Point-per-instance localization data

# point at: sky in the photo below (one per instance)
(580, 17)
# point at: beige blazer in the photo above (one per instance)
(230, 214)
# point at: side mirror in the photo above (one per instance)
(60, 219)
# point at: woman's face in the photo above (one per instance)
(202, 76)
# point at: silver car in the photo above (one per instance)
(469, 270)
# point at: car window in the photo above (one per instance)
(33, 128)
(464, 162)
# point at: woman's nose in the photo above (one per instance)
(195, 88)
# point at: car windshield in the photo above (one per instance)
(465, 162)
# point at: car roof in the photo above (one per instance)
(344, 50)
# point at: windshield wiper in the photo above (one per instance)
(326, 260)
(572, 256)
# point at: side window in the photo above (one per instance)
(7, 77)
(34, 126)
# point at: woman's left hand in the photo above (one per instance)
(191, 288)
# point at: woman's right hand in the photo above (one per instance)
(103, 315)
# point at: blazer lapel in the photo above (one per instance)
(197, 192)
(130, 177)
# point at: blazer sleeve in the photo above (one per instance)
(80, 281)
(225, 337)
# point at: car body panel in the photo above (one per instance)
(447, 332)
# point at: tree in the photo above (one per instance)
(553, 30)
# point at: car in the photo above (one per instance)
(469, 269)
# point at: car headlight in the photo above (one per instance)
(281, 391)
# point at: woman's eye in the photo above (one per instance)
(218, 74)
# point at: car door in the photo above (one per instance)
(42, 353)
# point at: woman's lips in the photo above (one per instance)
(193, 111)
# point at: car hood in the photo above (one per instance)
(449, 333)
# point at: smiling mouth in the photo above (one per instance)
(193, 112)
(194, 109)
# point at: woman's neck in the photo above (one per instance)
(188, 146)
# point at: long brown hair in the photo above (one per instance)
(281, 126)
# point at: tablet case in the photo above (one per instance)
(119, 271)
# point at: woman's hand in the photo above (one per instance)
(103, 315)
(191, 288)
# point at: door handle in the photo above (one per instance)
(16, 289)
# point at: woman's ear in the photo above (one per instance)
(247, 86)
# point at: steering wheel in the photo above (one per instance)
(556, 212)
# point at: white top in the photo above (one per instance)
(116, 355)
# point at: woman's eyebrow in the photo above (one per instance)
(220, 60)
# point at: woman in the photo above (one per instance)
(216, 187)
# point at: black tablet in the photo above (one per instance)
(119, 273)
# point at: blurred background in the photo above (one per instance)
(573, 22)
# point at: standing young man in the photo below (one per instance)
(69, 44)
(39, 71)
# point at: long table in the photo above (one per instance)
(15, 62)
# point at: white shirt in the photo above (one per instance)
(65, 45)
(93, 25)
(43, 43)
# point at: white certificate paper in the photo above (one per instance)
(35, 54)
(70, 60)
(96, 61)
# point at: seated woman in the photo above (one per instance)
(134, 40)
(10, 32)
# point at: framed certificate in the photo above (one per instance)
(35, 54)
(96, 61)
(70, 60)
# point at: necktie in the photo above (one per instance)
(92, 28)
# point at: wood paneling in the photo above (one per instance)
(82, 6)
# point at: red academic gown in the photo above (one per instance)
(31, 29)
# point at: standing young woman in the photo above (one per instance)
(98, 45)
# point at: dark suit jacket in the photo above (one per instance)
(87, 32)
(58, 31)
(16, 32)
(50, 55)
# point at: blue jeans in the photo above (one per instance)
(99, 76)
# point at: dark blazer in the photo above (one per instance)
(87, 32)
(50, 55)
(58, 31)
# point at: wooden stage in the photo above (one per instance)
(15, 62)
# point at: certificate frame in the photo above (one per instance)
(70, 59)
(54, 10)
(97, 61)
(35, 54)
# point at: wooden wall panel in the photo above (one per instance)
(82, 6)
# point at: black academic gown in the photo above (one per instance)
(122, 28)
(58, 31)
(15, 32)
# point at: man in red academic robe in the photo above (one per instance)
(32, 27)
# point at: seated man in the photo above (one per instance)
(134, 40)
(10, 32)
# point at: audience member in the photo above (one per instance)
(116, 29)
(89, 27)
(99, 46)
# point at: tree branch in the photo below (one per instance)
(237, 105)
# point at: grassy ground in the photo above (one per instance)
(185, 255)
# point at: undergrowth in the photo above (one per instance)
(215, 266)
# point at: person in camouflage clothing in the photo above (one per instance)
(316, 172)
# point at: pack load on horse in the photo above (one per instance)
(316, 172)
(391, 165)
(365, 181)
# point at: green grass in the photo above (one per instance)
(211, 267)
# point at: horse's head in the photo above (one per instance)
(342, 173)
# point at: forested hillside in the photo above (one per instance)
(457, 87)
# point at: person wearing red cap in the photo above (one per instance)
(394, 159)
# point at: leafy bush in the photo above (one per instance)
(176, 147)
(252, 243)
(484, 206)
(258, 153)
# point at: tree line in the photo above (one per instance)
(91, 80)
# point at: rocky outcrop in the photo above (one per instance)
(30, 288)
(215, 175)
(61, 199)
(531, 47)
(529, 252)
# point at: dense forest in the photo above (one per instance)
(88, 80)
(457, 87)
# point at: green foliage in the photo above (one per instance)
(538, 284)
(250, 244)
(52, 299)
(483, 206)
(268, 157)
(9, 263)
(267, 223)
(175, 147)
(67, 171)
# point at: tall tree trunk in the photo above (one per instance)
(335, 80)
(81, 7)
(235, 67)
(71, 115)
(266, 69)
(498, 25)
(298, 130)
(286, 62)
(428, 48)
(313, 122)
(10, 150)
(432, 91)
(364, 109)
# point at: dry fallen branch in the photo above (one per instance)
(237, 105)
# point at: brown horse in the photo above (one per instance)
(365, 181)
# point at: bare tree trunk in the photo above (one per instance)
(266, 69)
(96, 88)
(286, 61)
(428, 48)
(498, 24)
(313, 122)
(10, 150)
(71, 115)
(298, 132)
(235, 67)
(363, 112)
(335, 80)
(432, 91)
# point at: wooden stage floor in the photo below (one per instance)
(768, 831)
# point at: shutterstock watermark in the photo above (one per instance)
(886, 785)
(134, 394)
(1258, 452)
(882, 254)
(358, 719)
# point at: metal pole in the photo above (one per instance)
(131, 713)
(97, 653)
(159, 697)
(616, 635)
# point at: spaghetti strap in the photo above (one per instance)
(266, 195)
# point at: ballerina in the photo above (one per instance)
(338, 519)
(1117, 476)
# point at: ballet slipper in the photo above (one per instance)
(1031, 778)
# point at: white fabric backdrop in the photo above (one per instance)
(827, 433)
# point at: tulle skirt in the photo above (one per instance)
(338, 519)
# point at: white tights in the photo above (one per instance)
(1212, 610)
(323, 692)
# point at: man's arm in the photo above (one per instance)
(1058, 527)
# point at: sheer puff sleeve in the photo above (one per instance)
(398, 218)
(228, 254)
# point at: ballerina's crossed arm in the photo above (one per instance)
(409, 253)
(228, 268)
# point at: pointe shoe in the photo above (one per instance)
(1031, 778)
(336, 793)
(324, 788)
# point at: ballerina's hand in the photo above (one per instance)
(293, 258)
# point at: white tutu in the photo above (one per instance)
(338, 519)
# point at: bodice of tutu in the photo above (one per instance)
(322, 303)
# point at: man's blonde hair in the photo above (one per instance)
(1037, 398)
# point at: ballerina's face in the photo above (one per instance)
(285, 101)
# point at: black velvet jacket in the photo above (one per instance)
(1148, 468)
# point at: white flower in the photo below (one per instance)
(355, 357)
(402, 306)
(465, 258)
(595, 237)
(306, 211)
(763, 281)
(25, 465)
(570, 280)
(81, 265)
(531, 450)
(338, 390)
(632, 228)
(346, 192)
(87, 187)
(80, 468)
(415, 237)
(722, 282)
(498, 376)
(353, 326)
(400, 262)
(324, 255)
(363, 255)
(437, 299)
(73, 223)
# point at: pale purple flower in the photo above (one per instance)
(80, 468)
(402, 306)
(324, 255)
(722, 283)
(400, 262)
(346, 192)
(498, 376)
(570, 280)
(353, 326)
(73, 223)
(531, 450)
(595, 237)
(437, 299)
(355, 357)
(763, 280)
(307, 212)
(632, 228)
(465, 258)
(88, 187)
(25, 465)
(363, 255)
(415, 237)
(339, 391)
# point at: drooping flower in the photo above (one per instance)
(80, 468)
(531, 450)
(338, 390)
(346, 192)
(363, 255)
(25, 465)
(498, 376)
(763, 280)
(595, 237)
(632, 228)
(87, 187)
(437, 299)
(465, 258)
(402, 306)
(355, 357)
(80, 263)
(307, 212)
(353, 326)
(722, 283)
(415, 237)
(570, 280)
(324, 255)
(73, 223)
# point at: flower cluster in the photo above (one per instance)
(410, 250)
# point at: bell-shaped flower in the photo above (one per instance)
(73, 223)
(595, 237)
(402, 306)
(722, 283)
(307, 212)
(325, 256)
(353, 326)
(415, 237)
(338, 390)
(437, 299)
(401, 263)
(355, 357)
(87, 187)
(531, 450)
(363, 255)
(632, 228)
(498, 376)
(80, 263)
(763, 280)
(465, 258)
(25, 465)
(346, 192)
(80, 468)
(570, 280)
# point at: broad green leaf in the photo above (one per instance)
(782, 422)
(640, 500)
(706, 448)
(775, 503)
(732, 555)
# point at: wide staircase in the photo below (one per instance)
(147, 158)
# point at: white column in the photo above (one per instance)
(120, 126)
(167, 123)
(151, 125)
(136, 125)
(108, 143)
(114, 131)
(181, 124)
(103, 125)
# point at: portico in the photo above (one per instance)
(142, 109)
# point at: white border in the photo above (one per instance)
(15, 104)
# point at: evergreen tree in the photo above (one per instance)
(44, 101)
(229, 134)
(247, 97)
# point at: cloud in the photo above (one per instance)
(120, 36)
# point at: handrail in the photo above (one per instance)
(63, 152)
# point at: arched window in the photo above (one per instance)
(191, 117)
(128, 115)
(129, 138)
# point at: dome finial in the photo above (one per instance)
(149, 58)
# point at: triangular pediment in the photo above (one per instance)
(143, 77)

# What you are asked to do
The required output is the line containing "# point at: wide" through the last line of the records above, each copied exactly and nothing more.

# Task response
# point at: wide staircase in the photo below (one per instance)
(147, 158)
# point at: white column in the photo above (one per instance)
(120, 126)
(167, 123)
(151, 125)
(136, 125)
(108, 143)
(114, 131)
(181, 124)
(103, 125)
# point at: portico in the photo above (one per instance)
(142, 109)
# point at: white border in the photo above (one per instance)
(15, 104)
# point at: evergreen tree in the photo above (one per instance)
(44, 101)
(229, 134)
(247, 97)
# point at: cloud in the photo above (one per instance)
(120, 36)
# point at: handrail in the photo above (one per instance)
(63, 152)
# point at: arched window in the photo above (one per instance)
(191, 117)
(128, 115)
(129, 138)
# point at: dome finial in the photo above (one per instance)
(149, 58)
# point at: triangular pediment in the photo above (one per instance)
(143, 77)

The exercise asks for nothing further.